Work item:
Would you write out the listing verbatim and skip every picture in it?
---
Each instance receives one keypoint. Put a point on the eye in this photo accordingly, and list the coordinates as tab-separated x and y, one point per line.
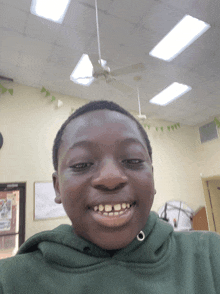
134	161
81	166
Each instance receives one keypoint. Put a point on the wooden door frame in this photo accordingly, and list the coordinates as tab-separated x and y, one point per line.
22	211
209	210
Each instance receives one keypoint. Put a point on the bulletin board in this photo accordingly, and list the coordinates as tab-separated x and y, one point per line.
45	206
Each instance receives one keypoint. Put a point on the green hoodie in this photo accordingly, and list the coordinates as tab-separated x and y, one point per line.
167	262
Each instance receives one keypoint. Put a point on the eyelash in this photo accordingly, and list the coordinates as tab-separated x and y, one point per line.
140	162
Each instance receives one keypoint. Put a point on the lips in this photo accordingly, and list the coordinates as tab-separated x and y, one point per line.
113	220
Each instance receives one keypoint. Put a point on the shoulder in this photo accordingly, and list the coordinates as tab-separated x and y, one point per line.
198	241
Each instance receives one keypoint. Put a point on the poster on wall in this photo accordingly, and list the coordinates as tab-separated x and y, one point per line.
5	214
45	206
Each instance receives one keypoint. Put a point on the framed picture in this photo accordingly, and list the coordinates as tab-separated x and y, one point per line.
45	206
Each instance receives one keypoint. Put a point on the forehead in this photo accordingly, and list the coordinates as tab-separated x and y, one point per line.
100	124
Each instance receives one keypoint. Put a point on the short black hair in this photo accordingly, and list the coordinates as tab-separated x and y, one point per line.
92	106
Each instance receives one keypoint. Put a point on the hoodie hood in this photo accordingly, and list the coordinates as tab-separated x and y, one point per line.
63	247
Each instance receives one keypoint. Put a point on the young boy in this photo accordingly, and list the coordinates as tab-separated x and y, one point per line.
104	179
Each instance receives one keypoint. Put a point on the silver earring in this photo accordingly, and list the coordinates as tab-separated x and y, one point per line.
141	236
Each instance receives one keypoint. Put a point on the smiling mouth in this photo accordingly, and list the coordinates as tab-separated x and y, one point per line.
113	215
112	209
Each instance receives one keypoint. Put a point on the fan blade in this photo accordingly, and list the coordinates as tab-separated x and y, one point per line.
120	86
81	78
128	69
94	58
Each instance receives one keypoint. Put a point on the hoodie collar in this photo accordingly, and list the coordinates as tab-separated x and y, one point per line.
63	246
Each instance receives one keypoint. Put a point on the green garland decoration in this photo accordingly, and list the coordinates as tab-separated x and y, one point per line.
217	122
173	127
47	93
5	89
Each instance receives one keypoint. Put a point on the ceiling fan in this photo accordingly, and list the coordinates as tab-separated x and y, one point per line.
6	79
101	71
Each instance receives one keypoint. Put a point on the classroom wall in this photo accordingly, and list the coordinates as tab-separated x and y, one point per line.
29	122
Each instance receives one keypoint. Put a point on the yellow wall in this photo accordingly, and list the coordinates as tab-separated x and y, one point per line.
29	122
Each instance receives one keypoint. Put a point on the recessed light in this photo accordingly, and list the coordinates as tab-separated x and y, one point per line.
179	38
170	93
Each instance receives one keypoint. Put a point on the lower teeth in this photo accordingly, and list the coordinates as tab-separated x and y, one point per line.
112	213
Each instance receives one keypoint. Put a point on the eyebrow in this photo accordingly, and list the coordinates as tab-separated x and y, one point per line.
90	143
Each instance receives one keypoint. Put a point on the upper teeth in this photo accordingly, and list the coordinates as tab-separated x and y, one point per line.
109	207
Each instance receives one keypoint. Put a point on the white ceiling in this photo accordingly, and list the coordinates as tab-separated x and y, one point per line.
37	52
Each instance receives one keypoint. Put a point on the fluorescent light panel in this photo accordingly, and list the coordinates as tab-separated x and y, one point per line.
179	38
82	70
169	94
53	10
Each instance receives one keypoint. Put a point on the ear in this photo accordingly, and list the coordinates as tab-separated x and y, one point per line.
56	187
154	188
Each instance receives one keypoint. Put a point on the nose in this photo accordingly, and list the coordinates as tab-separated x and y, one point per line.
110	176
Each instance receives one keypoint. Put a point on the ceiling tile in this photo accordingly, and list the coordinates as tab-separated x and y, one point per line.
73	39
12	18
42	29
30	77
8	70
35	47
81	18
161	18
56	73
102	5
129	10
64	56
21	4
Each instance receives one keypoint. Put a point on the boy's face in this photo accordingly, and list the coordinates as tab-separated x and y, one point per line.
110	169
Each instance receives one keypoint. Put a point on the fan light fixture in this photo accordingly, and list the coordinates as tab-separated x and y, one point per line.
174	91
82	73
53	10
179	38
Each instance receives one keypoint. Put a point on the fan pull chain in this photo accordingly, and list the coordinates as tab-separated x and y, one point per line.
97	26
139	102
---
Final answer:
Each instance receives one keypoint. Put a point on the eye in this photo accordingly, and list the coordinates as tab-separated x and y, one point per line.
134	161
81	166
Each instance receives one keypoint. Put a point on the wooden door frame in this photo accordingly, and list the coordinates as tab-separated x and y, one point per line.
22	211
209	210
Each instance receives one keypoint. Put a point on the bulletin board in this photo accordingly, and list the coordinates as tab-separated x and y, one point per line.
45	206
Each instance receives one keypoint. Put a point on the green hoodie in this photo accordingly, and list the coordinates as tab-separated x and y, one point per line.
167	262
Each instance receives one keypoint. Put a point on the eyelash in this photo accordingly, and list the coordinates as tab-separated x and y, one point per line.
140	162
Each instance receives one keypoint. Put a point on the lips in this photo accordingly, and list the coordinates as tab-separated x and y, one point per line.
113	220
Each instance receives one keypoint. Put a point on the shoulder in this photo accordingly, and list the coordinates as tab-separated x and y, one point per line.
198	241
Each instance receives one keypoint. Put a point on the poster on wall in this photo accordingly, and list the coordinates as tab-separated x and y, one point per line.
5	214
45	206
Each instance receives one keypoint. Put a point on the framed picture in this photo accordingly, and list the coordinates as tab-separated x and y, one point per line.
45	206
Each instance receives one keypoint. Put a point on the forehead in this photo accordingly, and list the coordinates as tab-separated x and y, one point per line.
100	124
Each instance receives one keypoint. Put a point on the short black hair in this photo accordingly, and list the coordinates as tab-separated x and y, one point per line.
92	106
Each instance receives one keypoint. Put a point on the hoodie hood in this photo accordingly, and list the coordinates as tab-separated x and y, one point per line.
63	247
Each instance receives one keypoint. Put a point on the young boy in this photo accordingly, and list the coordinates as tab-separated x and y, one point per line.
104	179
Each instance receives one keypoint. Put a point on the silver earring in this photo accordingly, and list the coordinates as tab-separated x and y, one point per line.
141	236
Each instance receives one keypoint. Put a point on the smiling mouth in this photo accordingly, and list the coordinates as tab-separated x and y, one point per line.
113	215
112	209
Each instance receives one keypoint. Put a point on the fan blade in this photo accordingly, and list the coordinates as tab-separated x and y, one point per line.
120	86
81	78
128	69
94	58
Each instance receives one keypoint. Put a point on the hoodie collar in this photo accordingly, and list the coordinates as tab-separated x and y, one point per line.
63	246
Each instance receives one keypoint. Put a point on the green garland decoration in this photo accordingly, and list the coordinates as tab-separated x and y, one point per line.
217	122
173	127
47	93
5	89
Each instance receives one keypoint. Put a point on the ceiling fan in this photo accordingly, and list the coordinates as tab-separated x and y, one point per line.
6	79
101	71
Each instance receives one keypoint. Put a point on the classroom wall in this photo accordingly, and list the coordinates as tab-separated x and y, one point per line.
29	122
Each instance receives one keypoint. Put a point on the yellow wall in this photo accordingly, and list the coordinates as tab-separated x and y, one point per line.
29	122
Each instance receives one keypoint. Put a point on the recessed light in this photo accordingly, and list the coordinates as tab-separated x and y, one point per line.
179	38
170	93
Each instance receives one keypoint. Put a point on the lower teeth in this photo accordingly, and list the coordinates as tab-separated x and y, one point per line.
112	213
Each instance receives one keypoint. Put a point on the eyebrow in this photo accordingly, and list the coordinates as tab-separated x and y, one point per line.
90	143
Each instance receives one keypoint. Put a point on the upper teeth in this photo accordingly, and list the coordinates as tab-separated x and y, one point per line.
109	207
Each instance receives one keypoint. Put a point on the white ceiling in this photo accordingly, and list the coordinates as tab-separated x and y, one point per line.
37	52
Each instance receives one keypoint. Put a point on the fluorescent light panel in this photo accordingly, and list the coordinates as tab-separated x and y, one point per line.
179	38
82	70
169	94
53	10
Each instance receives one keypoint. Put a point on the ear in this photo accordingly, and list the coordinates as tab-separated x and y, one point per line.
56	187
154	188
Each instance receives one keypoint. Put a point on the nose in this photo accordingly, and list the coordinates as tab-separated x and y, one point per line.
110	176
Each instance receives one keypoint. Put a point on the ceiling tile in this photo accordingly, and list the coordinates as tab-separated x and y, one point per line.
73	39
12	18
42	29
30	77
8	70
35	47
81	18
161	18
56	73
102	5
129	10
64	56
21	4
Each instance receives one keypoint. Put a point on the boy's face in this photo accordingly, and list the coordinates as tab-separated x and y, one point per line.
110	169
Each instance receives one keypoint. Put a point on the fan light fixture in this photo accordingly, and list the coordinates as tab-separated x and y, one point per line.
174	91
82	73
53	10
179	38
Each instance receives one keypoint. Put a point on the fan pull chain in this photo accordingly, and list the coordinates as tab-separated x and y, one point per line.
97	26
139	102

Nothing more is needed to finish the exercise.